TASK DIRECTIONS
Nothing but the entries, copied exactly, should appear in the response.

RECORDS FOR THIS TASK
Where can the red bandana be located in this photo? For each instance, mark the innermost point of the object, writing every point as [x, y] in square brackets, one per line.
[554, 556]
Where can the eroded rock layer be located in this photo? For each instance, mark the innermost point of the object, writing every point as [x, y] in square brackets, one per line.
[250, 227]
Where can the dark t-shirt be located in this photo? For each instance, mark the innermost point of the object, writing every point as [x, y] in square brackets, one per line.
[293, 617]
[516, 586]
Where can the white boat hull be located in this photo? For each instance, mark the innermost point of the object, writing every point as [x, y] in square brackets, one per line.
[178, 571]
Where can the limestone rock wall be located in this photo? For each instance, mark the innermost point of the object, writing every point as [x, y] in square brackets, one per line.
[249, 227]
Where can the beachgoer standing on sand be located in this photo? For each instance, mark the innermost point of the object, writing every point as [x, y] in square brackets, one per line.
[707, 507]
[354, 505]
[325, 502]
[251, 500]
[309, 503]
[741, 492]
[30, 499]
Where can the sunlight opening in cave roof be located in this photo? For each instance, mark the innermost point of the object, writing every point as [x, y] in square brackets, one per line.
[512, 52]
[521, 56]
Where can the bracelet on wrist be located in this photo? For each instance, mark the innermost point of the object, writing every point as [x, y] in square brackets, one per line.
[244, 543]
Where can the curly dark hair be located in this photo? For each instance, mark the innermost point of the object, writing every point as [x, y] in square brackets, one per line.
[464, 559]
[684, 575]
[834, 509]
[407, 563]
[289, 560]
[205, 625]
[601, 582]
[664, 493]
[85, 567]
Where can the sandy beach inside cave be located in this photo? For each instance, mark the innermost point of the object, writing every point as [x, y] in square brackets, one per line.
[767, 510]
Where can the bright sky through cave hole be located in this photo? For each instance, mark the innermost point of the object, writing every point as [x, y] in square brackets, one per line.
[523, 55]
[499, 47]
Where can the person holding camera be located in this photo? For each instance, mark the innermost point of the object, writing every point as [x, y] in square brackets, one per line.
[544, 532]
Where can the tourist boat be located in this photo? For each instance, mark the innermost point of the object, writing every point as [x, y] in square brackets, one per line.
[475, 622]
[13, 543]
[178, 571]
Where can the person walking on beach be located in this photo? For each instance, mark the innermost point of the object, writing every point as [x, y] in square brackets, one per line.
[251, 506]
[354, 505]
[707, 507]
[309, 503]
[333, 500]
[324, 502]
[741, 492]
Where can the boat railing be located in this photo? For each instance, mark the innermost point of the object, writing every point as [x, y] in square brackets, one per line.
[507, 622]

ANSWER TO THE PROBLEM
Where can the red bandana be located in this photo? For each instance, mark the innermost point of the object, writing every point as [x, y] in square brackets, one per line.
[554, 556]
Where can the eroded rock layer be located in this photo? For each instance, mark the innermost point of the object, writing every point as [x, y] in square brackets, one per line.
[250, 227]
Where can the dark t-shirt be located in this photo? For each instance, mark the innermost point of the object, writing every point as [x, y] in square brackets, one per line.
[293, 617]
[516, 586]
Where can the white boat hull be located in this photo? For each instance, mark the innermost point of the object, writing every point as [x, y] in square brackets, one per line.
[178, 571]
Where can the limestone rock wall be located in this photo? For each instance, mark the innermost point of the object, writing every point as [x, y] in square brackets, one per line.
[249, 227]
Where can the beachgoer standing on sand be located in this photo? For each instance, mark the innermost point of the object, writing every point as [x, y] in square brackets, one per line.
[707, 507]
[354, 505]
[325, 502]
[251, 500]
[309, 503]
[741, 492]
[30, 499]
Where can the sunlight opening in cave roof be located in this photo? For each instance, mark the innermost point of the object, writing every point as [x, y] in square brackets, one per line.
[512, 52]
[521, 56]
Where can the bracelet on wrist be located in this photo? For each instance, mark the innermost point of the object, writing every point as [x, y] in square brackets, one per line.
[244, 543]
Where can the curly dark hair be located in this photo? For each instance, mark the innermost point of the object, writing every point as [x, y] in square brackets, one per line.
[464, 559]
[684, 575]
[834, 509]
[407, 563]
[289, 560]
[205, 625]
[601, 582]
[664, 493]
[85, 567]
Where can the sandy beach inside cave be located in this photo? For each instance, mark the innermost point of the object, writing every point as [x, y] in square brackets, one per line.
[767, 510]
Where can the bright sky through cave hole be located in this photo? For each instance, mark the innermost point of the object, writing every point as [x, y] in square brackets, one per line.
[523, 55]
[499, 47]
Where can the person holding camera be located in this photo? For each instance, mark the innermost point of the object, writing every point as [x, y] in square brackets, one per line.
[544, 532]
Where can the tourist boat be located in this photo? For each instance, mark the innermost point of the object, writing every point as [x, y] in square brackets, one per line.
[475, 622]
[13, 543]
[178, 571]
Where can the person walking on beach be located in this photo? For each instance, mark the innermost point of the object, writing every point as [x, y] in square brackets, one per line.
[251, 506]
[354, 505]
[707, 507]
[309, 503]
[333, 500]
[324, 502]
[741, 492]
Where can the boat railing be located in this photo? For each instance, mark the innermost point of the object, writing every point as [x, y] in square brackets, one per line.
[507, 622]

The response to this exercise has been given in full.